**Tasks for this exercise**
[1] Substitute "plane" for "aircraft" and write out everything from "A minute's silence" down to "those who died." in the news bulletin.
[2] Using the news bulletin, state whether each statement agrees with it: (a) The service in Lockerbie was led by the Rev John MacLeod. (b) Riek Machar's claim has been independently verified. (c) Salva Kiir is the former vice president of South Sudan. Answer yes or no for each, and quote the deciding words.

**Text passage**
[Start of Attachment]

A minute's silence has been observed at services remembering some both sides at the Atlantic to mark the 25th anniversary of the bombing of Pan Am flight 103 over the Scottish town of Lockebie. The majority of passengers on the airliner are from the United States, 11 people were killed on the ground in Lockebie. The service there was led by the Rev John MacLeod.
A bomb was planted on Pan Am 103, but it was an accident that the aircraft happened to come down on and around Lockerbie. This misfortune meant that the town had the agony of the aftermath, but then also the privilege of caring for the families of those who died.
The former vice president of South Sudan Riek Machar says his troops have seized the oil producing unity state and now control much of the country. There's been no independent verification of his comment, but security experts suggest his forces control at least some oil fields. More than 500 people have died in ethnic clashes in South Sudan since Sunday when President Salva Kiir accused his former deputy of plotting a coup which he denies. Our Africa editor Richard Hamilton says efforts are going on to avert a full blown civil war.

[End of Attachment]

**Stored data**
[Start of Attachment]

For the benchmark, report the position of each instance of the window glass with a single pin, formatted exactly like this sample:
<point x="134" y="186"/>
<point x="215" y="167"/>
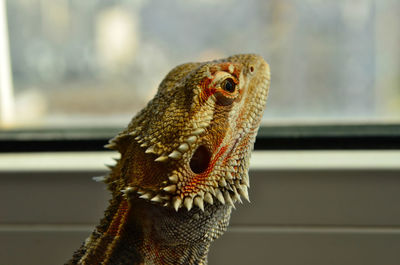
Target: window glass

[End of Attachment]

**Per-task outputs**
[1]
A minute's silence has been observed at services remembering some both sides at the Atlantic to mark the 25th anniversary of the bombing of Pan Am flight 103 over the Scottish town of Lockebie. The majority of passengers on the airliner are from the United States, 11 people were killed on the ground in Lockebie. The service there was led by the Rev John MacLeod.
A bomb was planted on Pan Am 103, but it was an accident that the plane happened to come down on and around Lockerbie. This misfortune meant that the town had the agony of the aftermath, but then also the privilege of caring for the families of those who died.

[2]
(a) Yes: "The service there was led by the Rev John MacLeod."
(b) No: "There's been no independent verification of his comment"
(c) No: "The former vice president of South Sudan Riek Machar"